Re: A proposal for Malhar

Posted by Pramod Immaneni <pr...@datatorrent.com>.
Added comments, also recommend having the misc folder for the remaining
operators in contrib according to proposed guidelines

https://github.com/apache/apex-site/pull/44

On Mon, Aug 1, 2016 at 12:22 AM, Lakshmi Velineni <la...@datatorrent.com>
wrote:

> Hi
>
> I also added recommendation for lib/math operators to the same document as
> a separate sheet. Please have a look.
>
> Thanks
> Lakshmi Prasanna
>
> On Fri, Jul 29, 2016 at 7:19 PM, Lakshmi Velineni <lakshmi@datatorrent.com
> > wrote:
>
>> Hi,
>>
>> I also added recommendation for each operator . Please take a look.
>>
>> thanks
>>
>> On Thu, Jul 28, 2016 at 11:03 AM, Lakshmi Velineni <
>> lakshmi@datatorrent.com> wrote:
>>
>>> Hi,
>>>
>>> I created a shared google sheet and tracked the various details of
>>> operators. Currently, the sheet contains information about operators under
>>> lib/algo only. Link is https://docs.google.com/a/
>>> datatorrent.com/spreadsheets/d/15IjMa-vYK6Wru4kZnUGIgg6sQAptDJ_
>>> CaWpXt3GDccM/edit?usp=sharing . Will update the sheet soon with
>>> lib/math too.
>>>
>>> Thanks
>>> Lakshmi Prasanna
>>>
>>> On Tue, Jul 12, 2016 at 2:36 PM, David Yan <da...@datatorrent.com>
>>> wrote:
>>>
>>>> Hi Lakshmi,
>>>>
>>>> Thanks for volunteering.
>>>>
>>>> I think Pramod's suggestion of putting the operators into 3 buckets and
>>>> Siyuan's suggestion of starting a shared Google Sheet that tracks
>>>> individual operators are both good, with the exception that lib/streamquery
>>>> is one unit and we probably do not need to look at individual operators
>>>> under it.
>>>>
>>>> If we don't have any objection in the community, let's start the
>>>> process.
>>>>
>>>> David
>>>>
>>>> On Tue, Jul 12, 2016 at 2:24 PM, Lakshmi Velineni <
>>>> lakshmi@datatorrent.com> wrote:
>>>>
>>>>> I am interested to work on this.
>>>>>
>>>>> Regards,
>>>>> Lakshmi prasanna
>>>>>
>>>>> On Tue, Jul 12, 2016 at 1:55 PM, hsy541@gmail.com <hs...@gmail.com>
>>>>> wrote:
>>>>>
>>>>> > Why not have a shared google sheet with a list of operators and
>>>>> options
>>>>> > that we want to do with it.

★ ★ ★

Tasks:
1 – Please list every library path beginning with "lib/" that the Malhar thread mentions.
2 – In the Malhar thread, which operators did the shared Google Sheet cover when it was first created?
3 – Summarize the Malhar thread in two sentences.

Items:
★ ★ ★

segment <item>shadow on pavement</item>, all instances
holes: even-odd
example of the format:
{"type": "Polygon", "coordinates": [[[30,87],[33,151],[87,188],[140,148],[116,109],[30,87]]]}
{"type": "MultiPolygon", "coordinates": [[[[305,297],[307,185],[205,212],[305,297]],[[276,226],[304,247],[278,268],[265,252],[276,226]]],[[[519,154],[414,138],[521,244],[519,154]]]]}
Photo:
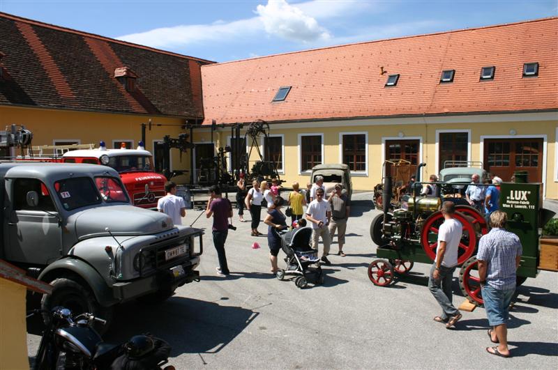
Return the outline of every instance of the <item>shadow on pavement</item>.
{"type": "MultiPolygon", "coordinates": [[[[227,300],[224,297],[220,300],[227,300]]],[[[172,357],[181,353],[216,353],[258,315],[251,309],[183,297],[173,297],[159,305],[132,302],[118,307],[104,339],[123,343],[133,335],[149,332],[169,342],[172,357]]]]}
{"type": "Polygon", "coordinates": [[[510,349],[512,357],[520,357],[529,355],[558,357],[558,343],[541,341],[508,341],[508,344],[517,347],[510,349]]]}
{"type": "MultiPolygon", "coordinates": [[[[508,329],[514,329],[530,323],[531,321],[523,320],[510,314],[508,329]]],[[[471,320],[460,320],[455,323],[455,327],[453,330],[462,331],[485,330],[489,327],[488,318],[474,318],[471,320]]]]}
{"type": "Polygon", "coordinates": [[[202,280],[218,282],[223,280],[236,280],[238,279],[275,279],[275,276],[271,272],[243,272],[241,271],[231,271],[230,275],[227,277],[222,277],[217,275],[202,275],[199,278],[202,280]]]}

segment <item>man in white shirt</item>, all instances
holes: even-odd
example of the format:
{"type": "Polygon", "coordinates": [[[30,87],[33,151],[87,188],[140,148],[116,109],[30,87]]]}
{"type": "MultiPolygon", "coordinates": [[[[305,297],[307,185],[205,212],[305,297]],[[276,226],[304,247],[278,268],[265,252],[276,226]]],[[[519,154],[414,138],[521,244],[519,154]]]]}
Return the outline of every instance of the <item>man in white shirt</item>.
{"type": "Polygon", "coordinates": [[[175,225],[182,224],[182,217],[186,215],[186,204],[184,199],[176,196],[176,184],[172,181],[165,183],[165,191],[167,195],[159,199],[157,202],[157,209],[159,212],[167,214],[172,219],[175,225]]]}
{"type": "Polygon", "coordinates": [[[458,265],[458,252],[463,225],[453,218],[455,205],[451,201],[444,201],[442,213],[445,219],[438,230],[438,247],[436,259],[430,269],[428,288],[442,307],[442,315],[434,318],[435,321],[446,323],[450,328],[461,318],[459,310],[451,302],[451,282],[453,271],[458,265]]]}
{"type": "Polygon", "coordinates": [[[312,185],[312,189],[310,190],[310,201],[316,199],[316,190],[318,189],[323,190],[324,193],[326,192],[326,187],[324,186],[324,176],[320,176],[319,175],[316,176],[316,183],[312,185]]]}
{"type": "Polygon", "coordinates": [[[312,222],[312,247],[318,249],[318,241],[322,236],[322,241],[324,242],[322,261],[329,265],[331,263],[327,259],[327,255],[329,253],[331,238],[327,226],[331,219],[331,206],[329,201],[324,199],[324,194],[325,192],[322,188],[316,190],[316,199],[312,201],[306,208],[306,219],[312,222]]]}

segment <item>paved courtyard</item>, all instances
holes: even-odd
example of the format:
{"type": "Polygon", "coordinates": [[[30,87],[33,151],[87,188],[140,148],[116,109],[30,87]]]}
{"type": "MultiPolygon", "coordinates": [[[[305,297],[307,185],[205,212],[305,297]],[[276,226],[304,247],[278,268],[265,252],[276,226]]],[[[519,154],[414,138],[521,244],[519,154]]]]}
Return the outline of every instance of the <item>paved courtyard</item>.
{"type": "MultiPolygon", "coordinates": [[[[439,309],[425,286],[372,284],[367,267],[375,247],[368,230],[377,211],[371,199],[369,192],[354,195],[347,256],[332,256],[333,265],[324,267],[325,284],[304,290],[269,273],[266,238],[250,236],[250,224],[238,222],[236,210],[238,229],[229,232],[226,245],[232,275],[216,276],[211,220],[200,217],[195,226],[207,233],[202,282],[179,288],[159,306],[121,307],[107,340],[151,332],[171,344],[170,363],[176,369],[558,367],[558,274],[541,272],[519,288],[509,323],[513,357],[490,355],[484,349],[491,344],[483,309],[463,312],[449,330],[432,320],[439,309]],[[252,249],[254,241],[262,248],[252,249]]],[[[201,212],[189,210],[184,224],[201,212]]],[[[259,231],[266,226],[260,224],[259,231]]],[[[413,272],[420,280],[428,267],[416,264],[413,272]]],[[[460,294],[457,278],[454,292],[460,294]]],[[[453,301],[458,305],[463,299],[456,295],[453,301]]],[[[39,339],[28,335],[31,354],[39,339]]]]}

★ ★ ★

Problem solutions:
1 – lib/math, lib/algo, lib/streamquery

2 – Only the operators under lib/algo.

3 – After Lakshmi Velineni volunteered, David Yan backed sorting the operators into 3 buckets and tracking them in a shared Google Sheet, with lib/streamquery treated as one unit. Lakshmi created the sheet for the lib/algo operators and added recommendations for each operator and for lib/math, and Pramod Immaneni added comments and recommended a misc folder for the remaining operators in contrib.